• _Énoncé_: Recopiez mot pour mot le passage de l'extrait sur l'affaire de la MNEF qui va de « La mutuelle lui » à « de cette prestation. ».
====== Extrait du document
La mutuelle lui aurait versé à ce titre une rémunération de 603 000 F pour un travail dont il n'a cessé de clamer qu'il a été effectif, envers et contre tous ceux qui en soupçonnaient le caractère fictif. La justice, pourtant, a réuni un faisceau de présomptions qui tendraient à prouver que le ministre aurait apposé sa signature sur certains faux afin de justifier a posteriori la rétribution de cette prestation.

L'élément le plus accablant a été fourni le 14 octobre aux juges par les déclarations d'un ancien cadre de la MNEF, Philippe Plantagenest, mettant en doute le travail effectué par DSK ; l'ex-collaborateur de la MNEF, lui-même mis en examen pour « complicité d'abus de biens sociaux » dans le scandale de la mutuelle, affirme que la lettre de mission adressée au ministre pour traiter cette transaction aurait été « antidatée » sur ordre d'Olivier Spithakis, alors directeur général de la MNEF. Le ministre dément catégoriquement ces allégations, mais certains éléments techniques, comme l'utilisation de polices de caractères inexistantes à la date que porte la lettre de mission, donnent plus de poids au réquisitoire visant DSK, qui constitue le deuxième volet de l'enquête.
============
====== Données fournies
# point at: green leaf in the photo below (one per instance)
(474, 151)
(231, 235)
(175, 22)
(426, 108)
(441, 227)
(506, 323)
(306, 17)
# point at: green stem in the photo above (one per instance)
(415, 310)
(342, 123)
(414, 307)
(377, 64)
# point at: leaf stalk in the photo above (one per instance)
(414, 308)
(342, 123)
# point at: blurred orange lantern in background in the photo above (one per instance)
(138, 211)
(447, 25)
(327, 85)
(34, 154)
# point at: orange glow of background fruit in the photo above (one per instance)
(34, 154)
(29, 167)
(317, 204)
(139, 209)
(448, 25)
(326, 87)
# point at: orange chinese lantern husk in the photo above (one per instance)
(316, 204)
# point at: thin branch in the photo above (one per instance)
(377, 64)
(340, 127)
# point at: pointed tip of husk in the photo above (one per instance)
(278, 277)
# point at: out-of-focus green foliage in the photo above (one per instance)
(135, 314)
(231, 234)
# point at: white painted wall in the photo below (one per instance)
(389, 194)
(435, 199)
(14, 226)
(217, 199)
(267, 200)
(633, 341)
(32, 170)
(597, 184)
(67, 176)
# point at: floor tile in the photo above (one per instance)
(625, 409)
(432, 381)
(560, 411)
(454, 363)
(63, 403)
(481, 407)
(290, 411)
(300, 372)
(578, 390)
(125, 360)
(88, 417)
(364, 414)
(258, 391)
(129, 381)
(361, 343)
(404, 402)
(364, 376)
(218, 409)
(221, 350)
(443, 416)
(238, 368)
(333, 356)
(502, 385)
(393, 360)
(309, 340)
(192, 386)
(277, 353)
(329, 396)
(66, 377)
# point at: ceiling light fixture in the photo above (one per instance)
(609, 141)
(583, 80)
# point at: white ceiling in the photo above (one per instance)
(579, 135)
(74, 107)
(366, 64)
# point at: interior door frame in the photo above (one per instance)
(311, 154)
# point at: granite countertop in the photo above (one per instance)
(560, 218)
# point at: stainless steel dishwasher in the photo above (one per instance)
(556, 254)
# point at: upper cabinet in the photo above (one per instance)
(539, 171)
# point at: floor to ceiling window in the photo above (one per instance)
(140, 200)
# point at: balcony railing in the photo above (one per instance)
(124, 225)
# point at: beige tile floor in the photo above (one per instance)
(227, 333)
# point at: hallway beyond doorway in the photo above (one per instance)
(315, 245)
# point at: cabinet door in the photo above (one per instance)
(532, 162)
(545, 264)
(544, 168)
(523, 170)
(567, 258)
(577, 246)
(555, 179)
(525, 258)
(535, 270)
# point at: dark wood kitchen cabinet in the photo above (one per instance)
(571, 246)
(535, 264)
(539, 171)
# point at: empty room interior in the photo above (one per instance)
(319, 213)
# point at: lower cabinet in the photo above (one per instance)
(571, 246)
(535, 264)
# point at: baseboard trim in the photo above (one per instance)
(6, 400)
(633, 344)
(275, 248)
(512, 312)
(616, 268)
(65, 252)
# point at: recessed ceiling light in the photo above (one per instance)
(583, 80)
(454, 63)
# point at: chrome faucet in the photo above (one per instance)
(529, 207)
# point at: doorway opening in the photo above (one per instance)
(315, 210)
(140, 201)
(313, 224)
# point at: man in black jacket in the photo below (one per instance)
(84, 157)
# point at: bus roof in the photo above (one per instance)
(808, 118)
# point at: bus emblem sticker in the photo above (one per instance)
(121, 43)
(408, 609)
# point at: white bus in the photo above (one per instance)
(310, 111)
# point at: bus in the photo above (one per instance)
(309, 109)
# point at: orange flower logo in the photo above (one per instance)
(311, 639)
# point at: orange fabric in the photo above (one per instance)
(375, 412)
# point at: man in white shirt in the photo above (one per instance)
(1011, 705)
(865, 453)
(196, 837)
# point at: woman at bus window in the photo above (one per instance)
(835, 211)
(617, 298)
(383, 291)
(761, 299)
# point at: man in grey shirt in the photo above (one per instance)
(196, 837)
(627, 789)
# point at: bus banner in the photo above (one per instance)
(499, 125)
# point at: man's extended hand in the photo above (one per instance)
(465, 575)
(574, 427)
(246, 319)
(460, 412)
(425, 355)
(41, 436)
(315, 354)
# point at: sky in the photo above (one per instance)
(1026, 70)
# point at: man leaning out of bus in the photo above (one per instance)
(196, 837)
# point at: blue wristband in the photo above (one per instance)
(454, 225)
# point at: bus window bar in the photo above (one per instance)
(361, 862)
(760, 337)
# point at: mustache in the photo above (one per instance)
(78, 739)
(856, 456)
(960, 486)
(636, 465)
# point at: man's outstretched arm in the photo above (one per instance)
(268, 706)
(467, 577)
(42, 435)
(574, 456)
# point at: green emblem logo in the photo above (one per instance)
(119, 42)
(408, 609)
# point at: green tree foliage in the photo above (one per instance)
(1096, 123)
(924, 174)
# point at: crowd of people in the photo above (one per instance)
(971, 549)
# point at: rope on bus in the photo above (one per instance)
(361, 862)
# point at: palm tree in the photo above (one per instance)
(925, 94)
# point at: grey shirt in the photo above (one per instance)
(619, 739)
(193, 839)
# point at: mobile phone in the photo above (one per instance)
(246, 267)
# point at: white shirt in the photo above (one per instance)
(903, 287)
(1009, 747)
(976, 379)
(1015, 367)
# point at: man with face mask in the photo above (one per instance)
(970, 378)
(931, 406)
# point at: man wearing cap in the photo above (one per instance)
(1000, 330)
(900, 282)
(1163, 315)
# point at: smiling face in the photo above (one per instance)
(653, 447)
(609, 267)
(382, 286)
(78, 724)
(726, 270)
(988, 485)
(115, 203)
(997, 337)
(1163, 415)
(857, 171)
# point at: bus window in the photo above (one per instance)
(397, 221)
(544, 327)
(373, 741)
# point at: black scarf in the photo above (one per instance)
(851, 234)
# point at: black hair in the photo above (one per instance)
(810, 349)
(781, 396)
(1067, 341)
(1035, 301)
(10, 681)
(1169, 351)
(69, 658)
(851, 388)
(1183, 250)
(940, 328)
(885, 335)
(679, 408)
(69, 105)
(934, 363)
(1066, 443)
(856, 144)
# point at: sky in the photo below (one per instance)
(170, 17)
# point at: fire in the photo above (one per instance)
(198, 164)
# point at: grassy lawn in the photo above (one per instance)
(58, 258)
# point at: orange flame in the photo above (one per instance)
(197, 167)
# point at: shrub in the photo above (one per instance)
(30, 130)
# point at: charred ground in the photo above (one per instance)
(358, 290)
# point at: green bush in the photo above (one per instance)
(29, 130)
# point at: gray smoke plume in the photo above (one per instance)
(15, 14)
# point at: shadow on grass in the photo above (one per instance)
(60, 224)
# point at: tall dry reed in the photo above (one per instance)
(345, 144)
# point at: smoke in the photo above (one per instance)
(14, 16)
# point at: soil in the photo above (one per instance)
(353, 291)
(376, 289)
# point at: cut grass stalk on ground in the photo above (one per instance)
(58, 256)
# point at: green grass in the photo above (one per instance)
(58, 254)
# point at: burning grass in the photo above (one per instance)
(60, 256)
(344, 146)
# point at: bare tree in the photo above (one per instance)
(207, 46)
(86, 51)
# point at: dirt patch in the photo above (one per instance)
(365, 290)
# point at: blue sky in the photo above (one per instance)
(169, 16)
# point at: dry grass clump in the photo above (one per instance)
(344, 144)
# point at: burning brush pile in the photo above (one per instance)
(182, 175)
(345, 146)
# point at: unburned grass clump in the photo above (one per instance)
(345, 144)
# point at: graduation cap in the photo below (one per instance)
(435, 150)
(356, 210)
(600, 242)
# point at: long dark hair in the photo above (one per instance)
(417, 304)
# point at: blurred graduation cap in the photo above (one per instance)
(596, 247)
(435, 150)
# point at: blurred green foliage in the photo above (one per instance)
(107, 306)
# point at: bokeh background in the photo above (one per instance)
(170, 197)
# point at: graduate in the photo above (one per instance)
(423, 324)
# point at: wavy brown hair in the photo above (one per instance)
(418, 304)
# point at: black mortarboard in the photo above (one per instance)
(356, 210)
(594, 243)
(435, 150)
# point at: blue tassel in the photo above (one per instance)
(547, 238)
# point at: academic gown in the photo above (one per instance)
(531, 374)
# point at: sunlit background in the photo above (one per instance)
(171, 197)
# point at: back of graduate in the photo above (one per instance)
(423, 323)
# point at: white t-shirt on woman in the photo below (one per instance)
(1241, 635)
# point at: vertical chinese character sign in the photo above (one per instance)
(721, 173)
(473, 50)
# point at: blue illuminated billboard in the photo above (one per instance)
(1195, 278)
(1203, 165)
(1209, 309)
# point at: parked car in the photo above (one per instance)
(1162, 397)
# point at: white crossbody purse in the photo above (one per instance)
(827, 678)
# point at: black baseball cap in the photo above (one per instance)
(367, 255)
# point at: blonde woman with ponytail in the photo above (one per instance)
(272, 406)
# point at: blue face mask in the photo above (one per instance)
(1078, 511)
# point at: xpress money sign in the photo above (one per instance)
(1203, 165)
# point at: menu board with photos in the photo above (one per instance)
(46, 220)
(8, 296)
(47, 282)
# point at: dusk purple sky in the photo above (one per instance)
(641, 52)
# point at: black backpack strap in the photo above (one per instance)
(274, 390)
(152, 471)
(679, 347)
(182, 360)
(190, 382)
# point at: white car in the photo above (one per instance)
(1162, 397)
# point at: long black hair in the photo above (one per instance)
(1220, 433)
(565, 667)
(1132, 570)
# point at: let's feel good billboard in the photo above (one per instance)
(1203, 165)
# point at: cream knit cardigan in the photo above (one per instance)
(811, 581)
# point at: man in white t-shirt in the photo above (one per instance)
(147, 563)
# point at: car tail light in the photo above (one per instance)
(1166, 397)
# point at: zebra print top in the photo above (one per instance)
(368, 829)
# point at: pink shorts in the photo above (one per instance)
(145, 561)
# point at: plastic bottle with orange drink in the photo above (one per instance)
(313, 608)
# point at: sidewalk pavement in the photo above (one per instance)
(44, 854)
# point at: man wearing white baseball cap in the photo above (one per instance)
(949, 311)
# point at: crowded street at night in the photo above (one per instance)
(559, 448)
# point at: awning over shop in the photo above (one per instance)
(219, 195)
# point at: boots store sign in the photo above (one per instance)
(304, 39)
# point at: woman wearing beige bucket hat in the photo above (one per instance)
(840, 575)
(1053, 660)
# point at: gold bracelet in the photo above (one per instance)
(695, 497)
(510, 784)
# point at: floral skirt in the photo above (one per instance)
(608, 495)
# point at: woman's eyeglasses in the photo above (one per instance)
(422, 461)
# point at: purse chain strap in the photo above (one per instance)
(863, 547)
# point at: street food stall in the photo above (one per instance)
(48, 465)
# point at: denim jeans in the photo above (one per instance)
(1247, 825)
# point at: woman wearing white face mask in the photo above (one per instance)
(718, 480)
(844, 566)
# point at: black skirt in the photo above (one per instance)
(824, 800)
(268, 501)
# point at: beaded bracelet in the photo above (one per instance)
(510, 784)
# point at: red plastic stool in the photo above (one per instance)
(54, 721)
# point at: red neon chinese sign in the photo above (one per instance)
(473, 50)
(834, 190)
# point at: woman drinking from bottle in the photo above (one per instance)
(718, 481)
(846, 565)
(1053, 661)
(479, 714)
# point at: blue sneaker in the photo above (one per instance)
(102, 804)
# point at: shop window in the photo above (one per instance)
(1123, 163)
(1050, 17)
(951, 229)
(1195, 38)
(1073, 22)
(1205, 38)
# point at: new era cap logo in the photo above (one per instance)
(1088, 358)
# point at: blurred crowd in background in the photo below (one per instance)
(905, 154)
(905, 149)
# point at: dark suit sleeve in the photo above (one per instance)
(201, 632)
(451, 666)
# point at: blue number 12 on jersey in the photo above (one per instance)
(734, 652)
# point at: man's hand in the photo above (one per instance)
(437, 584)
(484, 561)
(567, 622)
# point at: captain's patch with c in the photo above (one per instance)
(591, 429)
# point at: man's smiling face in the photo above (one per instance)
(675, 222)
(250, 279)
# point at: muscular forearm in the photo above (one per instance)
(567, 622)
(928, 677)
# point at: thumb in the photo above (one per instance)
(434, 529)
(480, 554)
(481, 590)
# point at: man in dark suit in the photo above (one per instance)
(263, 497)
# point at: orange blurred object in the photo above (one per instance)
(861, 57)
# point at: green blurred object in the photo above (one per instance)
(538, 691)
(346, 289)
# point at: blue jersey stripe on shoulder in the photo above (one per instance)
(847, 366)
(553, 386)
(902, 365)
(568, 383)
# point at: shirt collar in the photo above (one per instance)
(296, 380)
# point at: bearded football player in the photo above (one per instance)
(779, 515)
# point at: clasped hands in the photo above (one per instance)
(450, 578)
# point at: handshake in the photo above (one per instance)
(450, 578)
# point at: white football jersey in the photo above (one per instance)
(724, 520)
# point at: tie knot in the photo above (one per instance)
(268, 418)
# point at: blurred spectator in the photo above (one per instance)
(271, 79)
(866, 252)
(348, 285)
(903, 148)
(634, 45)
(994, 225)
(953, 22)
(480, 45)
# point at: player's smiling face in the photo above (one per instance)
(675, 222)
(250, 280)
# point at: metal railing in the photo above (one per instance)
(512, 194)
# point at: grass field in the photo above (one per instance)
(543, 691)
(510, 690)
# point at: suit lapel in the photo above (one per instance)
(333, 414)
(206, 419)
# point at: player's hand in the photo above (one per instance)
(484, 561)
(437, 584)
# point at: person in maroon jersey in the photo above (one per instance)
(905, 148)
============
• _Corrigé_:
La mutuelle lui aurait versé à ce titre une rémunération de 603 000 F pour un travail dont il n'a cessé de clamer qu'il a été effectif, envers et contre tous ceux qui en soupçonnaient le caractère fictif. La justice, pourtant, a réuni un faisceau de présomptions qui tendraient à prouver que le ministre aurait apposé sa signature sur certains faux afin de justifier a posteriori la rétribution de cette prestation.